**Excerpts from point annotation data:**
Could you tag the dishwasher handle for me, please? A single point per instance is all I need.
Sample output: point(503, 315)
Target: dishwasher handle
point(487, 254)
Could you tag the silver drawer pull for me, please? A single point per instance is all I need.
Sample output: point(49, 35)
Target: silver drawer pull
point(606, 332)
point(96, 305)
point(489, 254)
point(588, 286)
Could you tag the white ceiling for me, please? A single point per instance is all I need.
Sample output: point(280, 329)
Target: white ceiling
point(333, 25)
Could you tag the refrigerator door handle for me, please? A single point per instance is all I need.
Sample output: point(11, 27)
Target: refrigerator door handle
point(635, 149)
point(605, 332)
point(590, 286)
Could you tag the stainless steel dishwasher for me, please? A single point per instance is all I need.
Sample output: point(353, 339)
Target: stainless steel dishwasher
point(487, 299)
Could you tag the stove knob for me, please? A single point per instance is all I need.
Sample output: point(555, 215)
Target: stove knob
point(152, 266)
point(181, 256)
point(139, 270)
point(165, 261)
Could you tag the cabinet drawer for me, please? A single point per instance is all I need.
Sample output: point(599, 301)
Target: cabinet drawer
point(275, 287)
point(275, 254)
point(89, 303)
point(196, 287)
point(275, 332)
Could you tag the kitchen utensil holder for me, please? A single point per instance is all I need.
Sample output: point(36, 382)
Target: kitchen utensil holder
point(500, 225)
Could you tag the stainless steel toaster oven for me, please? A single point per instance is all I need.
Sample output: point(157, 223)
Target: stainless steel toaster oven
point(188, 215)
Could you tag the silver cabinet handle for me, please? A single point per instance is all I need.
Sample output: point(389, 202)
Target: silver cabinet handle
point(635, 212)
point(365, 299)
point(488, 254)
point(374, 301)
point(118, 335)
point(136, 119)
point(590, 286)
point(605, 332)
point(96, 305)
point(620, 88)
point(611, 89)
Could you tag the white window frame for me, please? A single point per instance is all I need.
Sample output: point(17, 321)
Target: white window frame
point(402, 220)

**Problem:**
Rewrite all of the records above, changing "Target" to "Label" wherever it occurs and keeping everything else the same.

**Exercise output:**
Could you tag the dishwasher handle for me, please? A single point per instance is all I need.
Sample output: point(503, 315)
Label: dishwasher handle
point(487, 254)
Could you tag the silver drawer pull for me, please? A single point per instance is all I need.
Sample output: point(49, 35)
Label: silver drawer pull
point(606, 332)
point(96, 305)
point(489, 254)
point(588, 286)
Could you tag the white ceiling for me, please? A single point per instance is all I need.
Sample output: point(280, 329)
Label: white ceiling
point(333, 25)
Could you tag the refrigerator door handle for me, please? A single point per instance is all I need.
Sample output: point(11, 27)
Label: refrigerator door handle
point(635, 149)
point(605, 332)
point(590, 286)
Could you tag the stainless steel dishwasher for me, please? A single point per instance is all I need.
Sample output: point(353, 339)
Label: stainless steel dishwasher
point(487, 299)
Could you tag the stove knob for me, please? A single point per instance is all I need.
Sample output: point(555, 215)
Label: stove knob
point(152, 266)
point(181, 256)
point(139, 270)
point(165, 261)
Could you tag the cabinet drawer for me, please? A single point per instance is all I need.
Sample output: point(599, 301)
Label: cabinet drawer
point(275, 287)
point(275, 254)
point(89, 303)
point(196, 287)
point(275, 332)
Could you tag the kitchen utensil holder for me, please? A single point per instance is all I need.
Sample output: point(36, 382)
Label: kitchen utensil holder
point(500, 225)
Could you tag the stainless steel toaster oven for me, please? A single point per instance is all I need.
Sample output: point(157, 223)
Label: stainless steel toaster oven
point(188, 215)
Could you tag the silver cabinet handle for me, please? A single point per instance is all I need.
Sample output: point(389, 202)
Label: silver cabinet handle
point(635, 212)
point(365, 299)
point(488, 254)
point(374, 301)
point(118, 335)
point(136, 119)
point(590, 286)
point(605, 332)
point(96, 305)
point(620, 88)
point(611, 89)
Could you tag the white window frame for me, please? A single point per instance is all I need.
Sample output: point(17, 321)
Label: white window frame
point(402, 220)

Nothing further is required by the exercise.